* Data for processing *
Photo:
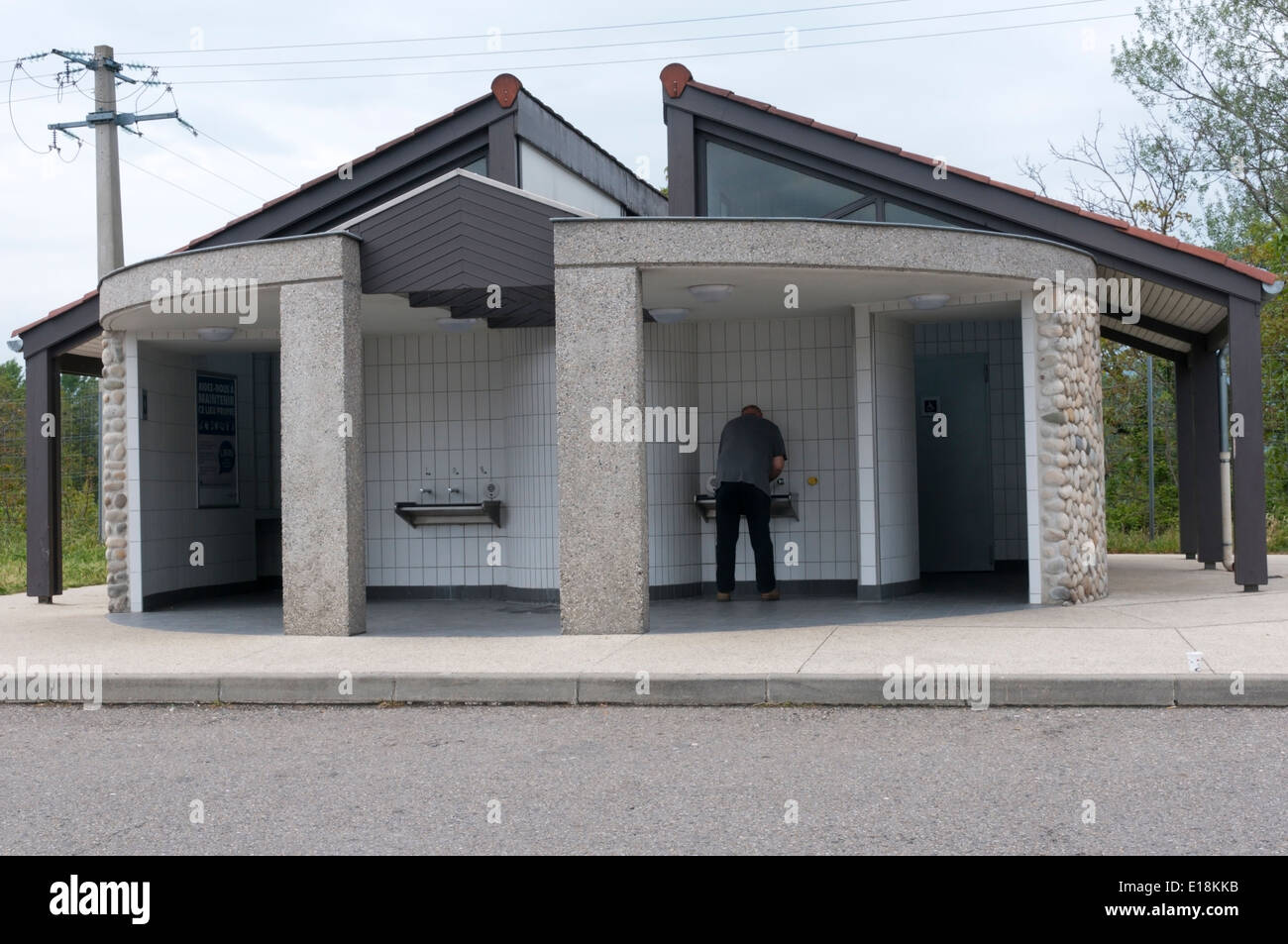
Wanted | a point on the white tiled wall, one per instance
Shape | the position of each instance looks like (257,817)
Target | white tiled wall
(893,455)
(268,434)
(462,411)
(1000,339)
(1028,353)
(800,372)
(163,467)
(674,526)
(531,531)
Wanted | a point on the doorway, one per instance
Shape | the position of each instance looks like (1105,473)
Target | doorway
(954,478)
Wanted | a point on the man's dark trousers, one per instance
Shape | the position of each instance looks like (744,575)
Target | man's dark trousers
(733,501)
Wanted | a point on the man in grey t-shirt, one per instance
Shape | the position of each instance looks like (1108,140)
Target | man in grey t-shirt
(751,458)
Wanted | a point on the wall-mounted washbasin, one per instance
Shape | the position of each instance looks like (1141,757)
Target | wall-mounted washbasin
(460,513)
(780,506)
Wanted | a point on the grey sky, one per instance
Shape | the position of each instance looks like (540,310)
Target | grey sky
(979,99)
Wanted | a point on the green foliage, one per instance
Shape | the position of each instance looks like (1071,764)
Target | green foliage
(1218,69)
(84,561)
(1125,381)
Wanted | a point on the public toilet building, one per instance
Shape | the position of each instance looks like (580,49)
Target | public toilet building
(386,384)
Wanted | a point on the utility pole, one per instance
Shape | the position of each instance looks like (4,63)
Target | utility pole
(107,166)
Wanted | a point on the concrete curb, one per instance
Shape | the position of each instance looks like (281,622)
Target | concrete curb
(696,689)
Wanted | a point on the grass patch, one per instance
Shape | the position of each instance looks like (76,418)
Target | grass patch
(84,558)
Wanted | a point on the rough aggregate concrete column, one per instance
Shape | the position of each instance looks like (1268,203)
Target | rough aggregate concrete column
(323,553)
(603,491)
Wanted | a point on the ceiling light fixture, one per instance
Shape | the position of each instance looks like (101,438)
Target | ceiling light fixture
(709,292)
(458,325)
(925,303)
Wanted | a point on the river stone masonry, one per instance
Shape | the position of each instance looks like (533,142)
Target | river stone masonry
(1070,451)
(115,511)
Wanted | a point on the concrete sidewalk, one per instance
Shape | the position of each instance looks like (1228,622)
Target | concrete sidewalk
(1127,649)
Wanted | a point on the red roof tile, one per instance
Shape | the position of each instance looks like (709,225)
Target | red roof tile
(677,77)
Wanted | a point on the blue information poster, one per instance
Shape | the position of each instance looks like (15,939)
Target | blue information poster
(217,441)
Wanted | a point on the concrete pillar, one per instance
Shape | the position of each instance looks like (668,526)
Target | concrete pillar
(1206,377)
(1186,489)
(1249,458)
(1064,449)
(323,553)
(117,412)
(603,491)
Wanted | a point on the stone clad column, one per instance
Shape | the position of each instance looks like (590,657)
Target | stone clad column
(115,472)
(1068,442)
(603,497)
(323,553)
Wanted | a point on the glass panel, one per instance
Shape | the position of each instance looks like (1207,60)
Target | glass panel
(863,213)
(739,184)
(898,213)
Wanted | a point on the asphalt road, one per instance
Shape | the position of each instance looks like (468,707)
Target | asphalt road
(621,780)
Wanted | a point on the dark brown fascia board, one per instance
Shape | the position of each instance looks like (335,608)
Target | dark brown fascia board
(1168,330)
(1102,239)
(549,133)
(80,365)
(1141,344)
(64,330)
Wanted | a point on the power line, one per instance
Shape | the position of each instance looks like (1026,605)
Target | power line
(187,159)
(643,43)
(653,58)
(528,33)
(252,159)
(171,183)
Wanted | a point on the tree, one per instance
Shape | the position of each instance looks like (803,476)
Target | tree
(1219,71)
(1147,176)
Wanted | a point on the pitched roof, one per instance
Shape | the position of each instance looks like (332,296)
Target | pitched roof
(677,77)
(505,89)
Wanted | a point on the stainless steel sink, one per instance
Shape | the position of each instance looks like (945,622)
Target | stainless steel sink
(780,506)
(460,513)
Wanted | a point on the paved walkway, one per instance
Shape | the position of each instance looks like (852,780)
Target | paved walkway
(1132,642)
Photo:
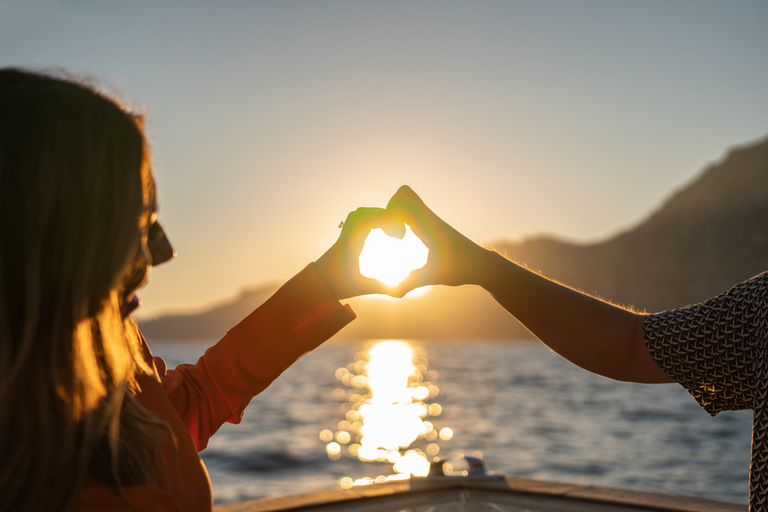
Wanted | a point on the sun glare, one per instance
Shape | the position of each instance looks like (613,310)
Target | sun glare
(386,412)
(390,260)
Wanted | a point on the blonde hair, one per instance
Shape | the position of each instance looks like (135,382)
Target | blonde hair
(74,183)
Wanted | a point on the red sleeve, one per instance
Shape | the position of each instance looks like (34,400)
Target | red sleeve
(296,319)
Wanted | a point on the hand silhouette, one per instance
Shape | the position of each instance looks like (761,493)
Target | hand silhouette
(453,258)
(339,267)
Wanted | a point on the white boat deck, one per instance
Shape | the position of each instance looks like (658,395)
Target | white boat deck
(481,494)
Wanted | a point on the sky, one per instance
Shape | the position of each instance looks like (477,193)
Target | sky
(269,121)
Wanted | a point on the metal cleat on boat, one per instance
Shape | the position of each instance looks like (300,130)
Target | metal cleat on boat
(475,467)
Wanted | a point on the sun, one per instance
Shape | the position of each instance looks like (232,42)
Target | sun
(390,260)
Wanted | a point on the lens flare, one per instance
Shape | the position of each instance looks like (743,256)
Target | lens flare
(390,260)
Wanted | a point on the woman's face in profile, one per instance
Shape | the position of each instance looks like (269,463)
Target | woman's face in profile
(155,250)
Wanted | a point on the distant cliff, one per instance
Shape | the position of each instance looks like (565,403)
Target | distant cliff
(705,238)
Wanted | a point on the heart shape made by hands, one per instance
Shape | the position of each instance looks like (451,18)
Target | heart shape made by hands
(389,259)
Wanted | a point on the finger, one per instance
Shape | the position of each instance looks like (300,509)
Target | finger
(415,279)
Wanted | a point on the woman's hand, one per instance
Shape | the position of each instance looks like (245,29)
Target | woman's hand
(453,258)
(339,267)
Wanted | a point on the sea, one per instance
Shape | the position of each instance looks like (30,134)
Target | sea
(355,413)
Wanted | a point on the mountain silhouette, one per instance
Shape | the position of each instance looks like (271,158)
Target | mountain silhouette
(706,237)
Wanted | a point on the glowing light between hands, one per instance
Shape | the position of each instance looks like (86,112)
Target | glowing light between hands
(390,260)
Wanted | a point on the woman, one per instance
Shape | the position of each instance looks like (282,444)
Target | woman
(716,350)
(88,419)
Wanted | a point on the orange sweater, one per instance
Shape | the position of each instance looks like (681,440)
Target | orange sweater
(196,399)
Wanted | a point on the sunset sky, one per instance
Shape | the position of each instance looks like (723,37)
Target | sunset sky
(270,121)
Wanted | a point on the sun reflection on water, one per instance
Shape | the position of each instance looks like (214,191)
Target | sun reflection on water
(386,406)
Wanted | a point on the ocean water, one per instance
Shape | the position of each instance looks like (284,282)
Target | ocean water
(522,408)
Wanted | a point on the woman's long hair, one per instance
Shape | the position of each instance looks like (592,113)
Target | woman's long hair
(74,185)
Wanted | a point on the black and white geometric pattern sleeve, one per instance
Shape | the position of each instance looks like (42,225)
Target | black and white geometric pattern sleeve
(715,349)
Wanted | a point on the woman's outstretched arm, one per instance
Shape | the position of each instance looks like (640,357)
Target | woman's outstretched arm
(593,334)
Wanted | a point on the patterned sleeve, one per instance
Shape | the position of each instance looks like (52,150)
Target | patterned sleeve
(715,349)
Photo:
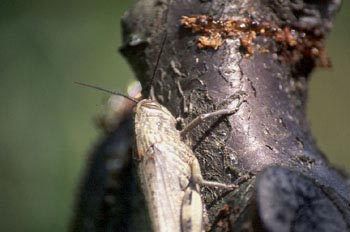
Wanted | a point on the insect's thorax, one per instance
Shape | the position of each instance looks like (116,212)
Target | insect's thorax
(155,124)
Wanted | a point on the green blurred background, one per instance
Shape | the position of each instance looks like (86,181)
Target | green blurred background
(47,122)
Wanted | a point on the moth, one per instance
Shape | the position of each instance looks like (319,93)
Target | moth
(169,172)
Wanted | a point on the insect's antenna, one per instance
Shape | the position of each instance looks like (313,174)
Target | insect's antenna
(158,59)
(107,91)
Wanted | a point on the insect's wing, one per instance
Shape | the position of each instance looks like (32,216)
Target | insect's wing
(163,174)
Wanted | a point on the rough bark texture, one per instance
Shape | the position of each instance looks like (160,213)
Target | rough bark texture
(271,129)
(268,138)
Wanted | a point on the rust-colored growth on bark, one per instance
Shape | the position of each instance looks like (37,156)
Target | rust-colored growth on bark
(296,43)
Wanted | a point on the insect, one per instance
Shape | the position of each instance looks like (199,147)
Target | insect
(169,171)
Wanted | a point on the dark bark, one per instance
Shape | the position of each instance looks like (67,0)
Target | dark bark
(271,129)
(268,138)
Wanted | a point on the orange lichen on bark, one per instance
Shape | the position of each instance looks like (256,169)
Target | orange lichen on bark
(296,43)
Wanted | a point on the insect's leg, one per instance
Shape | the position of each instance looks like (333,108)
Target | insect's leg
(198,178)
(192,211)
(201,118)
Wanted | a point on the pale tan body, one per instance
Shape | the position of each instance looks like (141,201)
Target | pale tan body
(168,171)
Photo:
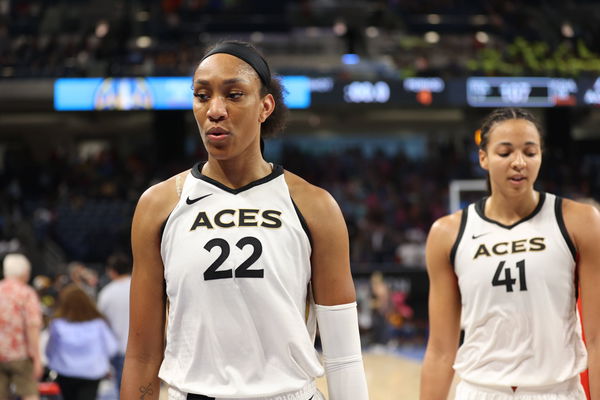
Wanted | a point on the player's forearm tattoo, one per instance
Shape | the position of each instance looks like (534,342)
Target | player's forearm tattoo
(146,390)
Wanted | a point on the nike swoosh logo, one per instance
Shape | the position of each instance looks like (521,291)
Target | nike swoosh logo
(192,201)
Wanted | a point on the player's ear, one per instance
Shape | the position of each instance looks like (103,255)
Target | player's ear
(268,105)
(483,159)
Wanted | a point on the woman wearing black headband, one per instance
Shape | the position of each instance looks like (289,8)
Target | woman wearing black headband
(240,247)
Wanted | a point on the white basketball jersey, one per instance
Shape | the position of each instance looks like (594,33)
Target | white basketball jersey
(518,289)
(237,271)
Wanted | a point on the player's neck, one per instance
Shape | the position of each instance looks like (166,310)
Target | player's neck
(236,173)
(511,209)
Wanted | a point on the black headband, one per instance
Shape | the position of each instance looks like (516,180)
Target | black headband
(247,54)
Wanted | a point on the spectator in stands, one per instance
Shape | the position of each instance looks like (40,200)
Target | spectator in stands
(113,302)
(85,278)
(20,324)
(80,345)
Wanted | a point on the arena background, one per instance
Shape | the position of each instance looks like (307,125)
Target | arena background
(385,99)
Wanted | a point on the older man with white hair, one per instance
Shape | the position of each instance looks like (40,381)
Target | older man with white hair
(20,324)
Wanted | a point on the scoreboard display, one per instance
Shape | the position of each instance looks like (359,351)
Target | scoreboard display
(521,92)
(303,92)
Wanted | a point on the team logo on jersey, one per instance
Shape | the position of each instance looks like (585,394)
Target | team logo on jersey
(516,246)
(192,201)
(242,217)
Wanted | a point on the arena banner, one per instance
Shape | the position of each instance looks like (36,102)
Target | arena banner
(322,92)
(149,93)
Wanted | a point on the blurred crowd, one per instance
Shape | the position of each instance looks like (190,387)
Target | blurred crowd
(64,329)
(389,200)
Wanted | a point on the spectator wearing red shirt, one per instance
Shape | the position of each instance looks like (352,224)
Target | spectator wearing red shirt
(20,324)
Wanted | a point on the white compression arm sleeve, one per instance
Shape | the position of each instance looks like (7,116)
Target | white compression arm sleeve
(338,326)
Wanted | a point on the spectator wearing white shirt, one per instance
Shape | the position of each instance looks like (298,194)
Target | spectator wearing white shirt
(113,302)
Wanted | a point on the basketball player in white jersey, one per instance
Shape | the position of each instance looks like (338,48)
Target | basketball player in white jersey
(504,269)
(240,247)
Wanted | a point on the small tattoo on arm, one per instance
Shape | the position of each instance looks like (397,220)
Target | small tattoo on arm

* Aim of the exercise *
The string "small" marks the lines to return from the material. Copy each one.

* Exercise solution *
Wanted | a point on the small tattoo on arm, one per instance
Target | small tattoo on arm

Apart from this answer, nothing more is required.